Supplied entries →
--------------------------------------------------

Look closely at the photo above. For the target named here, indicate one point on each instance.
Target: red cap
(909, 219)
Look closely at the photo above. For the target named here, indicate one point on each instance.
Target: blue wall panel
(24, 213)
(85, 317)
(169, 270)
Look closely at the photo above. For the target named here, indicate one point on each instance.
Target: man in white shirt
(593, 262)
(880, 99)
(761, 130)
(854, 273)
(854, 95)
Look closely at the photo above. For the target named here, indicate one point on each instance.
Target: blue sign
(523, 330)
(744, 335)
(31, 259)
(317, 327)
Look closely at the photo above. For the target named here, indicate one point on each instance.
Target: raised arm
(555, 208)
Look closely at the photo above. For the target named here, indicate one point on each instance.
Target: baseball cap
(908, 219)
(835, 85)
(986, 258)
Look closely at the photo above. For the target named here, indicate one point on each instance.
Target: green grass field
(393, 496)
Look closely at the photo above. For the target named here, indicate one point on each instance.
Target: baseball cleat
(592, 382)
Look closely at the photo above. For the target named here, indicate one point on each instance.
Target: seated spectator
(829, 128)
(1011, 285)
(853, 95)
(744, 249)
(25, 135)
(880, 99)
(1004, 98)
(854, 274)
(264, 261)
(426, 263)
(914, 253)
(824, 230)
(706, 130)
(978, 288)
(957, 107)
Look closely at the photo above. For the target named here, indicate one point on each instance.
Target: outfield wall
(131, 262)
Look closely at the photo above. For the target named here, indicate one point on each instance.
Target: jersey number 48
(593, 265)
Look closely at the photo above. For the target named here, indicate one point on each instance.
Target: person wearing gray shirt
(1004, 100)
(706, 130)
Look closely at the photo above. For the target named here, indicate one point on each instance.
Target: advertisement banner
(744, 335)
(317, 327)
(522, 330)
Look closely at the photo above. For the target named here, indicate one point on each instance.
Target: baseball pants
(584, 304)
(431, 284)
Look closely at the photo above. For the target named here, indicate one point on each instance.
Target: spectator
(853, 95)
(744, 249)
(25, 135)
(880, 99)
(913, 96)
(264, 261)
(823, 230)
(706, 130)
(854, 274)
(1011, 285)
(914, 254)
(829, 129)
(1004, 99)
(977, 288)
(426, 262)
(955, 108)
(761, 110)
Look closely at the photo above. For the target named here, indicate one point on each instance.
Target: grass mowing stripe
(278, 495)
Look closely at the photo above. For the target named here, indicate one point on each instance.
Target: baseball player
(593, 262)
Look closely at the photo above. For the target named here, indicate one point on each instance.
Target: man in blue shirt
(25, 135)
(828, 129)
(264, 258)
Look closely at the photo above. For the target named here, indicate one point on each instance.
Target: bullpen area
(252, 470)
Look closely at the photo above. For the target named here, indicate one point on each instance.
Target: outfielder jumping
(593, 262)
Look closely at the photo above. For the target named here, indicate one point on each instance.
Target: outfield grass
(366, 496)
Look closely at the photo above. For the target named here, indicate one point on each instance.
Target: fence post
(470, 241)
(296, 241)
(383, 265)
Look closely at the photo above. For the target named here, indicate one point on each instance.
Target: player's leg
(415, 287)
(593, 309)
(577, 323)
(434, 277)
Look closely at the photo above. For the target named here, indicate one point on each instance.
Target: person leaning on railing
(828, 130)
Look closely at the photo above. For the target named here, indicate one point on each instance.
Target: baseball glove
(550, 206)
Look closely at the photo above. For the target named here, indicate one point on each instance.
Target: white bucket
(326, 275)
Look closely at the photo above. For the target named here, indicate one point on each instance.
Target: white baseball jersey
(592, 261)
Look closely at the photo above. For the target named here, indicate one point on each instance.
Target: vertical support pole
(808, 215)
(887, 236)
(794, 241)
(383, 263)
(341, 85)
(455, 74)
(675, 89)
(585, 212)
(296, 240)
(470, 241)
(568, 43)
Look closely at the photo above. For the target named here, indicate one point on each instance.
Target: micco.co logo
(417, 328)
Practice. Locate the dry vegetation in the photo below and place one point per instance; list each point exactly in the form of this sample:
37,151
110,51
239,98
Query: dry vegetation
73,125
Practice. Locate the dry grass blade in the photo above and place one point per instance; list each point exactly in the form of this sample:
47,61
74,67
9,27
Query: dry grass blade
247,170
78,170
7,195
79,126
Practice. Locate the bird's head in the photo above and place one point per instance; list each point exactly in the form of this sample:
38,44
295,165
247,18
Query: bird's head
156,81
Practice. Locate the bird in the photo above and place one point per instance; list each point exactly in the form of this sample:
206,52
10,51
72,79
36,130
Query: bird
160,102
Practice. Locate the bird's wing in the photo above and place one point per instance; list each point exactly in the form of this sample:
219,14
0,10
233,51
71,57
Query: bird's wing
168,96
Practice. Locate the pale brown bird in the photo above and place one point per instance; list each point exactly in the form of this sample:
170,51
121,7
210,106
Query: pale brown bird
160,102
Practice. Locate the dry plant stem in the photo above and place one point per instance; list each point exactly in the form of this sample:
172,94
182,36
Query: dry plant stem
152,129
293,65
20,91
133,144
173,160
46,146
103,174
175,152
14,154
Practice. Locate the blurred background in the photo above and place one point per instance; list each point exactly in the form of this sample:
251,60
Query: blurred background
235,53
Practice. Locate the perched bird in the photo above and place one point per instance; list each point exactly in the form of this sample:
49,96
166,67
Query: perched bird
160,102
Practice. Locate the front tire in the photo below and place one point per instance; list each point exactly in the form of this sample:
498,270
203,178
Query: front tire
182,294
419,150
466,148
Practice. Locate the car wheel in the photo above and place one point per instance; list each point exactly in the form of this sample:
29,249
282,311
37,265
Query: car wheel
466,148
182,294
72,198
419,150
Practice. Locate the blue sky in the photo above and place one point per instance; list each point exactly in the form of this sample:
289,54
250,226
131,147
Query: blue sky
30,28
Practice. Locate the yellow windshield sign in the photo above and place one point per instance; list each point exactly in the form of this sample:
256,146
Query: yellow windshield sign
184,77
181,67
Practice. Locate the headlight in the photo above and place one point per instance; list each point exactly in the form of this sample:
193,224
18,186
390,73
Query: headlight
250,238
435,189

--------------------------------------------------

Task goal →
Each entry must be printed again exactly as given.

Exercise solution →
Look closely at the photo above. For the target named here, indicate one point on each instance.
Target: red cap
(909, 219)
Look closely at the photo above. For the target named here, indicate one point on each instance.
Target: blue wall panel
(24, 213)
(85, 317)
(169, 270)
Look closely at the photo above. For the target named here, indicate one point on each instance.
Target: man in white shirt
(593, 262)
(880, 99)
(761, 130)
(854, 273)
(854, 95)
Look closely at the photo above. For the target named here, indicate one point on each instance.
Target: blue sign
(523, 330)
(744, 335)
(31, 259)
(317, 327)
Look closely at the photo above. For the target named here, indicate one point on each instance.
Target: raised arm
(555, 208)
Look closely at the photo above. For the target named here, indicate one point on each instance.
Target: baseball cap
(908, 219)
(835, 85)
(986, 258)
Look closely at the photo above. For the target named here, indicate one point on each instance.
Target: green grass field
(393, 496)
Look closely at the photo above. For the target named here, indicate one point on each instance.
Target: baseball cleat
(592, 382)
Look closely at the photo above. For the target named here, indicate one point on each instance.
Target: seated spectator
(829, 128)
(1011, 285)
(853, 95)
(744, 249)
(25, 135)
(880, 99)
(1004, 98)
(854, 274)
(264, 261)
(426, 263)
(914, 253)
(824, 230)
(706, 130)
(978, 288)
(957, 107)
Look closely at the photo above. For the target named here, indicate one point on each instance.
Target: outfield wall
(131, 262)
Look closely at the photo above. For the target named here, indicate one point on each instance.
Target: jersey number 48
(593, 265)
Look closely at the photo above. For the target named here, indicate one point on each instance.
Target: person wearing gray shirt
(1004, 100)
(706, 130)
Look closely at the photo above. For the target named here, indicate one point on each instance.
Target: advertisement banner
(744, 335)
(317, 327)
(522, 330)
Look closely at the photo above. For the target named here, indicate one point on each instance.
Target: baseball pants
(584, 304)
(431, 284)
Look closely at the photo above. For the target named here, indicate one point on each instance.
Target: spectator
(853, 95)
(744, 249)
(25, 135)
(880, 99)
(913, 96)
(264, 261)
(823, 230)
(706, 130)
(854, 274)
(1011, 285)
(914, 254)
(829, 129)
(1004, 99)
(977, 288)
(426, 262)
(955, 108)
(761, 110)
Look closely at the photo above. For the target named here, indicate one point on each instance.
Target: grass mowing stripe
(278, 495)
Look closely at the photo above. For the target named here, indicate one point on each instance.
Target: baseball player
(593, 262)
Look closely at the photo above. For the target named here, indicate one point on each instance.
Target: man in blue shirt
(25, 135)
(828, 129)
(264, 258)
Look closely at the photo above. For the target named here, indicate one point on each instance.
Target: bullpen area
(252, 470)
Look closely at the photo above. For the target named here, indicate one point on each instance.
Target: outfielder jumping
(593, 262)
Look closely at the photo above. For the target named here, indicate one point on each instance.
Target: outfield grass
(366, 496)
Look closely at the photo above. For the target named here, indicate one point on each instance.
Target: fence post
(470, 241)
(296, 241)
(383, 265)
Look closely at the photo above. For the target named here, indicate one point on each instance.
Target: player's leg
(415, 287)
(593, 309)
(577, 323)
(434, 277)
Look closely at the photo above. For the target named here, indicate one point on each instance.
Target: person leaning on railing
(828, 130)
Look closely at the photo above. For the target named here, indicate one point on each instance.
Target: baseball glove
(550, 206)
Look closely at the photo above. For the target named here, indicate one point on each instance.
Target: white bucket
(326, 275)
Look closely at the photo above. For the target named here, indicate one point on each instance.
Target: white baseball jersey
(592, 261)
Look closely at the photo above. For the target named here, indicate one point on each instance.
Target: vertical support pole
(808, 215)
(887, 236)
(794, 241)
(383, 263)
(341, 85)
(455, 74)
(675, 89)
(585, 212)
(296, 240)
(470, 241)
(568, 43)
Look closely at the photo above. For the target named here, indicate one point on each instance.
Target: micco.co logo
(417, 328)
Practice. Locate the dry vegetation in the photo below and place one point per instance; list each point exactly in the form of this sample:
37,151
110,51
239,98
Query: dry vegetation
73,125
Practice. Locate the dry grass blade in the photo above and place one point per instance; list each point exactly in the form of this sample:
47,61
74,67
9,27
Query: dry grass blade
247,170
78,170
7,195
79,126
Practice. Locate the bird's head in the photo above and place one point per instance; list each point exactly in the form of this sample:
38,44
295,165
247,18
Query: bird's head
156,81
Practice. Locate the bird in the photo above and place one point per instance; list each point exactly in the form of this sample:
206,52
10,51
72,79
36,130
Query: bird
160,102
Practice. Locate the bird's wing in the photo above and place one point per instance; list each point exactly in the form of this sample:
219,14
0,10
233,51
71,57
Query: bird's wing
168,96
Practice. Locate the pale brown bird in the photo above and place one point per instance; list each point exactly in the form of this sample:
170,51
121,7
210,106
Query: pale brown bird
160,102
Practice. Locate the dry plant stem in the photo above and place one point per instance; list each point exactly in the form of this sample:
172,94
182,36
Query: dry plant stem
152,129
293,65
20,91
133,144
173,160
46,146
103,174
175,152
14,154
Practice. Locate the blurred background in the photo above and place one point per instance; list each point exactly in the form of this sample:
251,60
Query: blurred background
235,53
Practice. Locate the perched bird in the photo above and place one point per instance; list each point exactly in the form of this sample:
49,96
166,67
Query: perched bird
160,102
Practice. Locate the front tire in the photo below and place one point per instance; list each point exactly in the form of this sample:
498,270
203,178
Query: front tire
182,294
419,150
466,148
Practice. Locate the car wheel in the photo above and place one point per instance; list each point exactly in the form of this sample:
29,249
282,311
37,265
Query: car wheel
466,148
182,294
72,198
419,150
Practice. Locate the blue sky in the photo above and place one point per instance; list each point exactly in the form of this sample:
289,54
250,226
131,147
Query: blue sky
30,28
Practice. Locate the yellow windshield sign in the photo above and place one point per instance; list each point exactly in the form of this sample:
256,146
Query: yellow windshield sign
184,77
181,67
Practice. Locate the headlight in the photo above and place one point per instance; list each point exactly in the form of this sample:
193,224
18,186
390,73
Query: headlight
250,238
435,189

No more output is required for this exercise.